Problem details - Nothing but the data below, returned exactly, should appear in the answer.

Material for this task -
== == ==

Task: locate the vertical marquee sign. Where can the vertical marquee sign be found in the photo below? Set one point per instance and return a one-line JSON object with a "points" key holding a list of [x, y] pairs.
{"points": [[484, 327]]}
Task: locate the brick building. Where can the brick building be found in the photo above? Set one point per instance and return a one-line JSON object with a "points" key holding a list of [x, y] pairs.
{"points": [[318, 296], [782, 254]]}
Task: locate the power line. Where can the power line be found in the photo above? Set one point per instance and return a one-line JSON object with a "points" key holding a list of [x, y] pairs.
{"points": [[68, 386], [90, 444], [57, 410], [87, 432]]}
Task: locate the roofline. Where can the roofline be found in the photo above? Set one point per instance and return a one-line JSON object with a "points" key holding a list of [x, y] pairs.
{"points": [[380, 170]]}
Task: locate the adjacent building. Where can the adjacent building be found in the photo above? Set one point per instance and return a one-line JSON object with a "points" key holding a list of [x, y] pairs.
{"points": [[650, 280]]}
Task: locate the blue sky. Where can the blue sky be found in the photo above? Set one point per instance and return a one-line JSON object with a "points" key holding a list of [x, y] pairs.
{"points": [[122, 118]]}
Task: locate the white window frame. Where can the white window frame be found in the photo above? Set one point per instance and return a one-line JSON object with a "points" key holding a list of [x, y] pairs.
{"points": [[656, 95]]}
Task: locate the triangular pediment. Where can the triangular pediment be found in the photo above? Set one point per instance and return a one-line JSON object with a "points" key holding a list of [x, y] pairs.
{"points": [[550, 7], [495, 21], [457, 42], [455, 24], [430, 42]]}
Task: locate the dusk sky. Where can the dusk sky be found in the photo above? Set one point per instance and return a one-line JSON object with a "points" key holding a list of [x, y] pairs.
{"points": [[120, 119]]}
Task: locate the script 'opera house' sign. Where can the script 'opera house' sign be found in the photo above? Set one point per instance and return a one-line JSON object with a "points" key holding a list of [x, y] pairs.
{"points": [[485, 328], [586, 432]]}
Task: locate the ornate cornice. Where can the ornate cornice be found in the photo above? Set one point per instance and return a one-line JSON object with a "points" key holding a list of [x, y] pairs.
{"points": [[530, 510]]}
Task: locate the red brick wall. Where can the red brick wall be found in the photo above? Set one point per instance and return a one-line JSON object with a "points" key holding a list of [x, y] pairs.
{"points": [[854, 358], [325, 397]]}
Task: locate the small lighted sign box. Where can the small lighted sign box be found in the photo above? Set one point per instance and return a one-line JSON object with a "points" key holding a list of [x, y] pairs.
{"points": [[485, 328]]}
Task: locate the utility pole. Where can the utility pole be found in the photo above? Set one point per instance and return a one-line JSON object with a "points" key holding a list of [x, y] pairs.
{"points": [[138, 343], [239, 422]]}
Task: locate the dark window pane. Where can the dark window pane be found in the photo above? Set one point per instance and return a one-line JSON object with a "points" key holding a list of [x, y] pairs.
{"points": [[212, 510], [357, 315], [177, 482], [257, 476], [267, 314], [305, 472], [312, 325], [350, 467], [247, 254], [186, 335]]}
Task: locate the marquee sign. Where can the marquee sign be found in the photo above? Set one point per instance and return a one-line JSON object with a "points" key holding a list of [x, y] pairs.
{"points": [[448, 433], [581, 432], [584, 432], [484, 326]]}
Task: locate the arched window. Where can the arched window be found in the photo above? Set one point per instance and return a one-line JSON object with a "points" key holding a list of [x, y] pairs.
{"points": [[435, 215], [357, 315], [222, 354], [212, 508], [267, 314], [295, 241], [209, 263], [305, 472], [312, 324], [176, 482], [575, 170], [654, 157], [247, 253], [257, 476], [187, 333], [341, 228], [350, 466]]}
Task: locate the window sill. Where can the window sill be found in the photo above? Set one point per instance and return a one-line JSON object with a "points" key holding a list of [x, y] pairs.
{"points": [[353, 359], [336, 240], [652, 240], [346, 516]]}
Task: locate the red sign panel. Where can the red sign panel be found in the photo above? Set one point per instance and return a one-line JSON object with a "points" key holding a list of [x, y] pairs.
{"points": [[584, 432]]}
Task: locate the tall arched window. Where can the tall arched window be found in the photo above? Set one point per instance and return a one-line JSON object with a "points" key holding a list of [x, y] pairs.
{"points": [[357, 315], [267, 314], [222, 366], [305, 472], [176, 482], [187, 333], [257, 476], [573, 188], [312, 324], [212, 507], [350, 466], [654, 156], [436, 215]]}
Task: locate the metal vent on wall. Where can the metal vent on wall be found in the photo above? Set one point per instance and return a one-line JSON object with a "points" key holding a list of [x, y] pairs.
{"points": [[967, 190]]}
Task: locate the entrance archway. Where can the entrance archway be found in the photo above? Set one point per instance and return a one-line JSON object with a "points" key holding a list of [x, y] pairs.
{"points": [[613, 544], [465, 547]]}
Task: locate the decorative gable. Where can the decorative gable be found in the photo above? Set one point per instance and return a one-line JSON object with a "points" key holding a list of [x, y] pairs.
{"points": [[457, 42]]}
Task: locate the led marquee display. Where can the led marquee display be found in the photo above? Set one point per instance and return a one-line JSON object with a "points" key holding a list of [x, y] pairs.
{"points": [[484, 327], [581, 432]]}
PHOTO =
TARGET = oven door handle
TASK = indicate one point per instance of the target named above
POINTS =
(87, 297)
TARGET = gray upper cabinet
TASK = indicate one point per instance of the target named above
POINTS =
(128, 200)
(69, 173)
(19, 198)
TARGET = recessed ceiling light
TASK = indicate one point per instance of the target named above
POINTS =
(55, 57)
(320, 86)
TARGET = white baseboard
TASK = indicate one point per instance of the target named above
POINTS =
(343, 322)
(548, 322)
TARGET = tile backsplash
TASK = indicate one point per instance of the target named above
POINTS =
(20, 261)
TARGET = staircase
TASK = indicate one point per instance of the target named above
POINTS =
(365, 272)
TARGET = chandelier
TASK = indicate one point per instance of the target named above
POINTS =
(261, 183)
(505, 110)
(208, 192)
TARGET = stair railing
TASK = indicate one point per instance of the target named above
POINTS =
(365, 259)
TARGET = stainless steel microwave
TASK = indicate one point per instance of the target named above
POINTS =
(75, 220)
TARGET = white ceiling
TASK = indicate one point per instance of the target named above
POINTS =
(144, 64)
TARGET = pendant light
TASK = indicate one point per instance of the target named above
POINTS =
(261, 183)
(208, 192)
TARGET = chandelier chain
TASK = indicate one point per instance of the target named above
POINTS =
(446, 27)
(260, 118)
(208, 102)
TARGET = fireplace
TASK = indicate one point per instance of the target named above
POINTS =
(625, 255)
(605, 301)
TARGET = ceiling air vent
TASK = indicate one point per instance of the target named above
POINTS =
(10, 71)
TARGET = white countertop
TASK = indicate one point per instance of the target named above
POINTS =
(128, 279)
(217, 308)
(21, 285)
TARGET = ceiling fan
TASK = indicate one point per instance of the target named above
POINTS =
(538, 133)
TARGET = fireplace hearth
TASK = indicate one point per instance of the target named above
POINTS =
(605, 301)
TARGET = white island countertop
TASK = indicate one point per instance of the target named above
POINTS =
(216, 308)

== == ==

Task solution -
Task: locate the vertical marquee sign. Where can the vertical marquee sign be found in the photo below? Set one point per instance and return a one-line JSON object with a "points" key holding a list of [x, y] pairs.
{"points": [[484, 327]]}
Task: locate the brick building. Where can the brick building be found in the photo above? Set one point per instance and return a one-line JSON object with a "points" key holding a list of [x, y] pairs.
{"points": [[318, 296], [782, 254]]}
Task: locate the power line. Where can the power line be found in the photo above? Set one point per instance and return a one-line JSON object with a "points" key holding a list of [x, y] pairs.
{"points": [[68, 386], [90, 444], [57, 410], [87, 432]]}
Task: locate the roofline. Where can the roofline be found in the photo above? Set one point per instance and return a one-line JSON object with a "points" key holding a list of [x, y] pairs.
{"points": [[380, 170]]}
Task: locate the adjacent building. Where can the adjacent building be found in the photo above? Set one point per instance and return a one-line JSON object with a "points" key holding a list of [x, y] pairs.
{"points": [[650, 280]]}
Task: locate the blue sky. Where can the blue sky be found in the photo above? Set one point per instance and return a one-line JSON object with a "points" key holding a list of [x, y] pairs.
{"points": [[122, 118]]}
Task: locate the white window frame. Where can the white window frame be found in the photo above? Set one point per instance and return a one-line JSON object with a "points" key holding a list of [x, y] pairs.
{"points": [[656, 95]]}
Task: locate the triangular pediment. Where can the triangular pediment be found in the photo above? Set one point per instance and return a one-line JSON object with a "points" key holding a list of [x, y] pairs.
{"points": [[550, 7], [495, 21], [457, 42], [455, 24], [430, 42]]}
Task: locate the dusk sky. Where can the dusk sky be found in the photo above? Set one point per instance and return a one-line JSON object with a "points" key holding a list of [x, y] pairs.
{"points": [[120, 119]]}
Task: locate the script 'opera house' sign. Where can the script 'opera house' sign be found in the photo above? Set one point per instance and return a one-line JSON object with a "points" key holding a list of [x, y] pairs.
{"points": [[485, 328], [586, 432]]}
Task: locate the ornate cornice. Where can the ornate cornice be found in the photo above? Set one point per instance and return a one-line JSON object with a "points" key holding a list of [x, y] pairs.
{"points": [[530, 510]]}
Task: locate the red brick wall. Where can the red brick wall be found in the photo above? Set one point per instance and return a one-line JSON object with a "points" key holding a list of [x, y] pairs.
{"points": [[854, 358], [325, 397]]}
Task: locate the small lighted sign box. Where can the small lighted sign box be found in the photo above? Set one point per instance and return a one-line JSON object with a "points" key holding a list of [x, y] pairs.
{"points": [[485, 328]]}
Task: locate the utility pole. Where can the utility pole be found in the photo above? Set one point per instance and return a one-line JSON object with a "points" key holding a list of [x, y] pairs.
{"points": [[138, 343], [239, 422]]}
Task: locate the dark window pane. Where can the dark window pane be found in the photo above? Set one point per instance and return a one-line JSON object with a "points" key holding a list of [x, y] pairs.
{"points": [[212, 510], [357, 315], [177, 482], [257, 476], [267, 314], [305, 472], [312, 325], [350, 467], [247, 254], [186, 335]]}
Task: locate the marquee sign. Where can the marquee sign be found in the photo above? Set one point per instance and return a one-line JSON object with a "points" key holding a list of [x, y] pairs.
{"points": [[448, 433], [581, 432], [584, 432], [484, 326]]}
Task: locate the arched window. Where can the arched window be found in the photo above? Set one point per instance and return a one-line JSON object with a "points" key holding a list of [x, y] pairs.
{"points": [[435, 215], [357, 315], [222, 354], [212, 508], [267, 314], [295, 241], [209, 263], [305, 472], [312, 324], [176, 482], [575, 170], [654, 157], [247, 253], [257, 476], [187, 333], [341, 228], [350, 466]]}
Task: locate the window sill. Where can the window sill be found in the photo above? Set one point per instance and return a one-line JSON object with a "points" key holding a list of [x, y] pairs.
{"points": [[353, 359], [336, 240], [652, 240], [346, 516]]}
Task: locate the red sign panel. Where can the red sign panel be found in the photo above? Set one point per instance and return a one-line JSON object with a "points" key holding a list of [x, y] pairs.
{"points": [[584, 432]]}
Task: locate the tall arched window. Where can the tall arched window be found in the photo above? Set one point per instance and return a one-line JSON object with a "points" key holding a list of [x, y] pairs.
{"points": [[357, 315], [267, 314], [222, 366], [305, 472], [176, 482], [187, 333], [257, 476], [573, 188], [312, 324], [212, 507], [350, 466], [654, 156], [436, 215]]}
Task: locate the metal vent on wall. Where can the metal vent on wall be found in the photo above? Set one point per instance and return a one-line JSON object with a "points" key holding a list of [x, y] pairs.
{"points": [[967, 190]]}
Task: locate the entrance archway. Where can the entrance archway be found in the photo above? Set one point per instance and return a one-line JSON object with a "points" key holding a list of [x, y] pairs.
{"points": [[613, 544], [465, 547]]}
Task: locate the decorative gable. Where can the decorative gable be found in the photo above? Set one point per instance and return a one-line JSON object with a "points" key holding a list of [x, y] pairs.
{"points": [[457, 42]]}
Task: locate the led marquee display. Where can the led marquee display be found in the photo above? Set one point per instance and return a one-line JSON object with a "points" key holding a list of [x, y] pairs.
{"points": [[484, 327], [581, 432]]}
PHOTO =
TARGET = oven door handle
TASK = indicate one point per instance of the target named above
POINTS =
(87, 297)
TARGET = gray upper cabinet
TASK = indicate one point per instance of the target named above
POINTS =
(128, 200)
(69, 173)
(19, 198)
TARGET = recessed ceiling light
TASK = indicate one point per instance of the target named above
POINTS =
(55, 57)
(320, 86)
TARGET = white baseboard
TASK = indicate one point per instance of the target named above
POINTS =
(343, 322)
(548, 322)
TARGET = tile backsplash
TASK = indicate one point per instance of the target named above
POINTS =
(20, 261)
TARGET = staircase
TASK = indicate one point per instance of the target named above
POINTS =
(365, 272)
TARGET = chandelier
TASK = indicate one point per instance of the target named above
POINTS =
(261, 183)
(505, 110)
(208, 192)
TARGET = stair railing
TASK = indicate one point per instance of the target named above
POINTS =
(365, 259)
TARGET = stainless steel microwave
TASK = indicate one point per instance of the target named above
POINTS =
(75, 220)
TARGET = white ceiling
TASK = indicate one point per instance of the target named above
POINTS =
(144, 64)
TARGET = pendant light
TASK = indicate one point per instance of the target named above
POINTS =
(261, 183)
(208, 192)
TARGET = chandelier chain
TASK = indicate one point per instance of the target named above
POINTS =
(446, 27)
(260, 118)
(208, 102)
TARGET = fireplace
TASK = indicate one point per instance of the target named above
POINTS =
(625, 255)
(605, 301)
TARGET = ceiling air vent
TASK = indicate one point per instance of the target named above
POINTS =
(10, 71)
TARGET = white countertop
TASK = indicate one point per instance of the target named above
POINTS =
(128, 279)
(217, 308)
(21, 285)
TARGET = ceiling fan
TASK = indicate one point per instance of the target named above
POINTS =
(538, 133)
TARGET = fireplace hearth
TASK = indicate one point per instance of the target named above
POINTS =
(605, 301)
TARGET = white island countertop
TASK = indicate one point per instance of the target named above
POINTS =
(216, 308)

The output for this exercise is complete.